**INSTRUCTIONS FOR THE TASK**
Count the lines in the records below that contain the string "flower", treating uppercase and lowercase as different. Reply with the number alone.

- - - - -

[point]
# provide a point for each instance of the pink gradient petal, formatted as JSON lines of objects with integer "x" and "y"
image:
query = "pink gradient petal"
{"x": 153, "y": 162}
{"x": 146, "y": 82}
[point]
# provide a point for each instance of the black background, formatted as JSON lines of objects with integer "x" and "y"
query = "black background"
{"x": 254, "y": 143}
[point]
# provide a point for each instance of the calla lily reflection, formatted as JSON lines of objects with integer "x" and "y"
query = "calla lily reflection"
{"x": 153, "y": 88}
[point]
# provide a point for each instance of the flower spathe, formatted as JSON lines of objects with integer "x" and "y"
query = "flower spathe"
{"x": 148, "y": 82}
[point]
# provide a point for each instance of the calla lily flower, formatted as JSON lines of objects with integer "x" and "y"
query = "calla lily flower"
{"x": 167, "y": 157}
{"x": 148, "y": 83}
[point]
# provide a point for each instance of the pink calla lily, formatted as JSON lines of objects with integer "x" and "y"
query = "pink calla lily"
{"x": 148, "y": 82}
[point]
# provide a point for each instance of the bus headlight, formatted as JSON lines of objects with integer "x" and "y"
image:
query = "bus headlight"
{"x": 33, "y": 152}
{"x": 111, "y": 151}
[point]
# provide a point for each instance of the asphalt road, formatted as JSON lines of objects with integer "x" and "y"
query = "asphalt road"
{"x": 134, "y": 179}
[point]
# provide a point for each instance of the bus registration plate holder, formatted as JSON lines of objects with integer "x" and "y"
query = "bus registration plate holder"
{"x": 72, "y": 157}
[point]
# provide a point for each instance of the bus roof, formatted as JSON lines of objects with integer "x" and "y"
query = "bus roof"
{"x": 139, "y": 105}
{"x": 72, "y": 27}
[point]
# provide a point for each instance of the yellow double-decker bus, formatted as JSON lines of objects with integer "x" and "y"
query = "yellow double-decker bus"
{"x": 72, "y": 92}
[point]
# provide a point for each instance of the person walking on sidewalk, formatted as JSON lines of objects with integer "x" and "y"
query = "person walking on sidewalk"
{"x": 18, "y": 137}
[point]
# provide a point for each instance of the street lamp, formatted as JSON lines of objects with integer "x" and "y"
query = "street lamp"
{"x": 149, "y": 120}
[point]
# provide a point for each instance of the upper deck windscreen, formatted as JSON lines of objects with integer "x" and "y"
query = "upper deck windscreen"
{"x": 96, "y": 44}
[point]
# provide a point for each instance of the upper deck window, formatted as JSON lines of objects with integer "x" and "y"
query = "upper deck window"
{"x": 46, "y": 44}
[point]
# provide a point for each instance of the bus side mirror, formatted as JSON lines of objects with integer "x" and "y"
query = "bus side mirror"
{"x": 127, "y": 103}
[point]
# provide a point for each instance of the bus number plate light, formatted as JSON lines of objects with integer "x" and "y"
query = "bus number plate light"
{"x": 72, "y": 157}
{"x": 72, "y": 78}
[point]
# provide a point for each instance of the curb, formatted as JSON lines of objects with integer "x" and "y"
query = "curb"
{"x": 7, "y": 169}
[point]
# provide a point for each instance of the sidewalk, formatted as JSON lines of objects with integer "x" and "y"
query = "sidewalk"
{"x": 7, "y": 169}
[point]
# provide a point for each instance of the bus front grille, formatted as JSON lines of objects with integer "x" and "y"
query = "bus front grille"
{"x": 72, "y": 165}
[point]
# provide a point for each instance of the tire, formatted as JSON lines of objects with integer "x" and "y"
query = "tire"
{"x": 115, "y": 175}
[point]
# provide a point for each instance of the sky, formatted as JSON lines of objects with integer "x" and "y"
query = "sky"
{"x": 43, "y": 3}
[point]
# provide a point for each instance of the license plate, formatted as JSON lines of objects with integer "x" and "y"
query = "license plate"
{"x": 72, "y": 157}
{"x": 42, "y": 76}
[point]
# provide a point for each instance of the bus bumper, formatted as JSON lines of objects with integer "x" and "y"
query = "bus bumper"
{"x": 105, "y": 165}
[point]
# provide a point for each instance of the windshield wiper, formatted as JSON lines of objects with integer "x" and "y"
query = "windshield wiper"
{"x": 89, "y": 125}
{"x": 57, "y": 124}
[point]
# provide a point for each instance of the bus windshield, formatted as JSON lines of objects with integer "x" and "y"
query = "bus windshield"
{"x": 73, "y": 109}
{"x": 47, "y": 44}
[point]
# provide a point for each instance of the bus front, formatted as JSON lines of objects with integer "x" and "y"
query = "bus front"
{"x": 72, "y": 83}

- - - - -

**THE COMPLETED TASK**
4